↓↓↓

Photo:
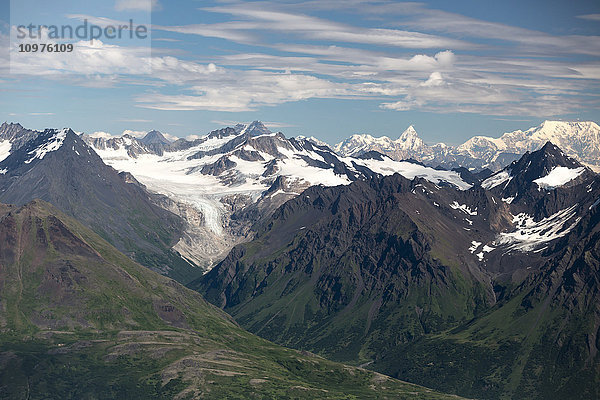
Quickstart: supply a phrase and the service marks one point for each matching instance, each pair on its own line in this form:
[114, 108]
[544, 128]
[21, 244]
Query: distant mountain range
[227, 180]
[474, 269]
[489, 292]
[578, 139]
[59, 167]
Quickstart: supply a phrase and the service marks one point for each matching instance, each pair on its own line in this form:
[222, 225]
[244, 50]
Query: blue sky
[324, 68]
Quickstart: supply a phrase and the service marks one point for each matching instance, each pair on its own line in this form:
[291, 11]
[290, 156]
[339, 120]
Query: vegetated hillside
[539, 342]
[490, 292]
[353, 271]
[57, 166]
[79, 320]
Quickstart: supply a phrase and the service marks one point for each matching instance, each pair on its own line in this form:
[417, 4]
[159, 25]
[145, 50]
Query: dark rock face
[416, 279]
[357, 259]
[69, 174]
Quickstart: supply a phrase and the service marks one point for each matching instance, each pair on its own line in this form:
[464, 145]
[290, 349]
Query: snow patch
[474, 246]
[529, 234]
[52, 144]
[5, 147]
[495, 180]
[464, 208]
[559, 176]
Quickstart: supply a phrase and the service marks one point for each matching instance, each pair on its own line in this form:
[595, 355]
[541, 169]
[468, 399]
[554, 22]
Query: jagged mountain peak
[155, 137]
[7, 126]
[548, 168]
[410, 140]
[256, 128]
[409, 132]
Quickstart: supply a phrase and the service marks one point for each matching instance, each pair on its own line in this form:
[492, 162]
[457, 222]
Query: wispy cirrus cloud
[404, 55]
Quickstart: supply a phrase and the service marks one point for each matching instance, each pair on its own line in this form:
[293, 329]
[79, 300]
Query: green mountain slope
[381, 273]
[351, 272]
[79, 320]
[75, 180]
[541, 342]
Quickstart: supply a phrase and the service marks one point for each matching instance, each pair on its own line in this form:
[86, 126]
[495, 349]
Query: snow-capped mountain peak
[256, 128]
[579, 139]
[409, 140]
[154, 137]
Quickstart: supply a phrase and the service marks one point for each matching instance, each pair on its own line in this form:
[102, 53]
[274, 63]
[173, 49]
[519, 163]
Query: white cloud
[591, 17]
[137, 5]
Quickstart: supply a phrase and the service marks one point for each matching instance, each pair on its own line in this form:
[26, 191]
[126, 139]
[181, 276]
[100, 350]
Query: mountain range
[489, 292]
[59, 167]
[224, 182]
[578, 139]
[480, 280]
[80, 320]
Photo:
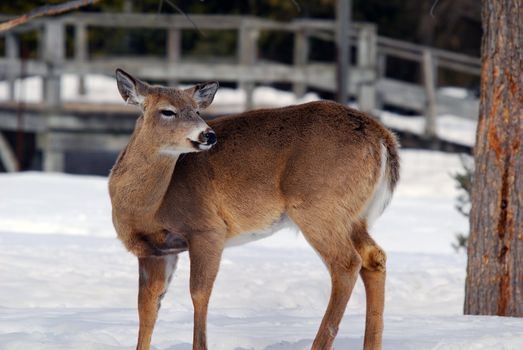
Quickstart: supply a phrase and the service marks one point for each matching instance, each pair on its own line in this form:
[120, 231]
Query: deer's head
[171, 117]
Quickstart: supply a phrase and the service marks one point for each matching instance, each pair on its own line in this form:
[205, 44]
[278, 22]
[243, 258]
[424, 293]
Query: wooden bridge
[68, 126]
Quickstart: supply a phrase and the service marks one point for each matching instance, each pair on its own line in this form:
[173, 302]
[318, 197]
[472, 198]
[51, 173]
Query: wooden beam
[7, 155]
[343, 19]
[429, 82]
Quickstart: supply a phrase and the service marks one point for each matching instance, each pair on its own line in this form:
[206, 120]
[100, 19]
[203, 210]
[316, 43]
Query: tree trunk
[494, 283]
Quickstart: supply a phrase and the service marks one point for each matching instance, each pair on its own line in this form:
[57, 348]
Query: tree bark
[494, 284]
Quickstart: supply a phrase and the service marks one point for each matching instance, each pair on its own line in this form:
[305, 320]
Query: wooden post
[429, 81]
[53, 55]
[248, 51]
[301, 56]
[7, 155]
[81, 54]
[13, 56]
[343, 19]
[367, 46]
[174, 50]
[366, 60]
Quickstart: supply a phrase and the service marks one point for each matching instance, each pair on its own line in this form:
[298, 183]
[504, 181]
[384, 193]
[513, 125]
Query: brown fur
[318, 163]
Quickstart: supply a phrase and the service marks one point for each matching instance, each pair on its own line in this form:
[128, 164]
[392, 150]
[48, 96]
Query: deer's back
[268, 160]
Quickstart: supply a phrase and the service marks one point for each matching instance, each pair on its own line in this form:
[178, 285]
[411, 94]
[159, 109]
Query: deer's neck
[140, 179]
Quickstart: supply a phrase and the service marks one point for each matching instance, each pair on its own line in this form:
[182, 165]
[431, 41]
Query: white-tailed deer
[327, 168]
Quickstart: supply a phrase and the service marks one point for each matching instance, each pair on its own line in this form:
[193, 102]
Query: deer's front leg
[155, 275]
[205, 252]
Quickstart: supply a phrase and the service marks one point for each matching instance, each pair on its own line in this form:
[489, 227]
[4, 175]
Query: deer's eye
[168, 113]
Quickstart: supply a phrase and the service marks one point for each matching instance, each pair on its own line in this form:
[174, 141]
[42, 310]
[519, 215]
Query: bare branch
[46, 10]
[433, 7]
[173, 5]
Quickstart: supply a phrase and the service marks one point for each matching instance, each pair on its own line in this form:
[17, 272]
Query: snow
[448, 127]
[67, 283]
[101, 89]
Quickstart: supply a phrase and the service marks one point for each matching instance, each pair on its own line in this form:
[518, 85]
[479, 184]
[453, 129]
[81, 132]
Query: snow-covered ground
[67, 283]
[102, 89]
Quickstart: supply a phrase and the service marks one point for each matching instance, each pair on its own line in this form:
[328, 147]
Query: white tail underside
[382, 192]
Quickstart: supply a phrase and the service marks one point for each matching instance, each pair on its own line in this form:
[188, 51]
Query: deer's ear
[133, 90]
[203, 93]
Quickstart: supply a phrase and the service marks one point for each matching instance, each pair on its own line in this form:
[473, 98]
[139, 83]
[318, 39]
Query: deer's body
[327, 168]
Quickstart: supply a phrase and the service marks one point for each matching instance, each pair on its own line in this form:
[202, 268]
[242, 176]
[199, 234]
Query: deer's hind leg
[155, 276]
[373, 276]
[333, 244]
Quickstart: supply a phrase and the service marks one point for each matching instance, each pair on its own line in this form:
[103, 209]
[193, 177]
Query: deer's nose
[208, 137]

↑↑↑

What needs to be done:
Pull out each line of the records above that contains the string "snow", copying every such line in full.

Correct output:
Query: snow patch
Query: snow-capped mountain peak
Query: snow
Query: snow-covered ground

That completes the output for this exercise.